HBO's music industry drama VINYL makes its official debut tomorrow, on Valentine's Day, but reviews are already rolling in, and we've got the first set! Below, read all the reviews from the show starring Tony nominee Bobby Canavale, with Olivia Wilde, Ray Romano, Max Casella, and more!
Created by Mick Jagger & Martin Scorsese & Rich Cohen and Terence Winter, this new drama series is set in 1970s New York. A ride through the sex- and drug-addled music business at the dawn of punk, disco, and hip-hop, the show is seen through the eyes of a record label president, Richie Finestra, played by Bobby Cannavale, who is trying to save his company and his soul without destroying everyone in his path.
Additional series regulars include Olivia Wilde, Ray Romano, Ato Essandoh, Max Casella, P.J. Byrne, J.C. MacKenzie, Birgitte Hjort Sørensen, Juno Temple, Jack Quaid, James Jagger and Paul Ben-Victor. Scorsese, Jagger and Winter executive produce along with Victoria Pearman, Rick Yorn, Emma Tillinger Koskoff, John Melfi, Allen Coulter and George Mastras. Winter serves as showrunner. The 10-episode first season debuts February 14th.
Let's see what the critics had to say!
David Itzkoff, New York Times: To succeed, "Vinyl" will have to fulfill the promise of its sexy subject matter and its superstar producers. And it will have to find a coherent, compelling narrative in a heartfelt if abstract idea about how music defined people's lives in that era.
Dominic Patten, Deadline: On the surface, it may not seem the most appropriate Valentine's Day gift, but if you are as in love with rock'n'roll and storytelling from the likes of Martin Scorsese, Mick Jagger, and Terence Winter, then HBO's Vinyl is a TV kiss you don't want to miss. Debuting on February 14 with a two-hour pilot directed by the Oscar winner, Vinyl, as I say in my video review above, literally and figuratively rocks.
Tim Goodman, The Hollywood Reporter: Music being such a personal preference, who knows if the show will be a hit for HBO. But creatively it's a thing of real beauty, attempting to tell stories of people absolutely enamored with music on a life-altering level. Cannavale, already established and known to crush a scene on demand, takes his work to an entirely new stratum here - Vinyl pulsates in every scene he's in.
Richard Hell, Stereogum: You come to the series looking for music and what do you get? Bulky Italian-American peacocks so crazed by craving for coke that one of them tears the rear-view mirror off his luxury car for a surface to snort from; or two of them excitedly bashing in the head of a vulgar ally before wrapping his corpse in a table cloth and driving it in a car trunk to a dump spot; a prolonged extreme close-up of a fizzingly dynamic cigarette lighter flame against darkness; nonstop soundtrack of rock and roll, soul, funk, blues, punk, and disco pop music. It's all routine Scorsese shtick, but cheaper.
Cory Barker, TV.com: But sometimes, when unchecked, ambition and enthusiasm move very close to indulgence, and that's where VINYL runs into some trouble... some of the musical performances and INTERLUDES are supremely long, or the show quickly moves from one to another without much of a beat in between them. It's overwhelming, and purposefully so, but when you're asking people to watch for almost two hours in the first week with not a lot of compelling story, it's tough to fully engage with the style.

§ **Point annotation listing**
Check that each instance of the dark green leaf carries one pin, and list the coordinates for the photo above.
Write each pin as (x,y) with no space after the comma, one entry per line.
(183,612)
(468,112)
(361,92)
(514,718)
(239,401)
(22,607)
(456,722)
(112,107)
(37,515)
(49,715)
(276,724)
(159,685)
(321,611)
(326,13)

§ **Required work**
[a] Answer these from the Vinyl review roundup:
(i) In what decade and city is the series set?
(ii) How many episodes make up the first season?
(iii) Which publication does Tim Goodman write for?
[b] Continue the Vinyl review roundup after the Cory Barker excerpt from TV.com.
The listing comes from a separate source, unrelated to the Vinyl review roundup.

§ **Results for the exercise**
[a]
(i) 1970s New York
(ii) 10
(iii) The Hollywood Reporter

[b]
Robert Lloyd, LA Times: Richie is an antihero in the cable television tradition - Don Draper, Ray Donovan, what have you - and given this, and the phallocentric collected works of Mick and Marty, it's not surprising that "Vinyl" feels more invested in the worst of its men than in the best of its women... Still, the characters are comparatively undercooked. Run, I wanted to tell them, run to a different life, in a different series - I will meet you there.
Richard Lawson, Vanity Fair: Something about Vinyl, despite its best attempts at repellency, proves gradually narcotic. The drip doesn't set in until about the fourth episode, when the series hints at a grander design... Vinyl's most compelling performances are found half-hidden in the backstage shadows. Ato Essandoh makes the strongest impression, playing one of Richie's former talents who, following career-ending tragedy, is working his way back into the game, hungry and vengeful. I love Annie Parisse and Juno Temple as the show's two most ambitious women, Parisse playing a successful publicist with her eye on a bigger brass ring, Temple an office assistant with a canny ear for new talent.
Robert Bianco, USA Today: So why watch this show, set in New York's exploding music world in the early '70s? For one, because for all his faults, Richie has an artist's love of and feel for music. While that may not redeem him, it does make him more interesting than your standard corporate goon. And for another, Richie is played by Bobby Cannavale, who turns in yet another of those startling, career-resetting performances that this golden TV era seems to produce with ferocious regularity.
Ken Tucker, Yahoo: The weakness of Vinyl is embedded in this dramatic structure... Vinyl has nothing new to add to this other than the patented Scorsese pacing and some wizardly editing. He's reaching for a TV show with the grand scale and sweep of Goodfellas; he'll settle for Wolf of Wall Street, but too often, his relative inexperience in series television doesn't make the scenes crackle with the tension than Michael Mann brought decades ago to his own music-fueled TV series such as Miami Vice and Crime Story.
Emily Yoshida, The Verge: Cannavale, a supremely appealing character actor who has appeared memorably in Boardwalk Empire and Woody Allen's Blue Jasmine, sells this passion expertly. But the music isn't what sticks. The office is. Any connoisseur of 21st century prestige dramas about difficult boss men will recognize Vinyl's calculus immediately: mercurial figurehead, put-upon right-hand man (a sensitive, wry Ray Romano in this case), struggling female upstart who longs to break out of coffee runs and into the big leagues.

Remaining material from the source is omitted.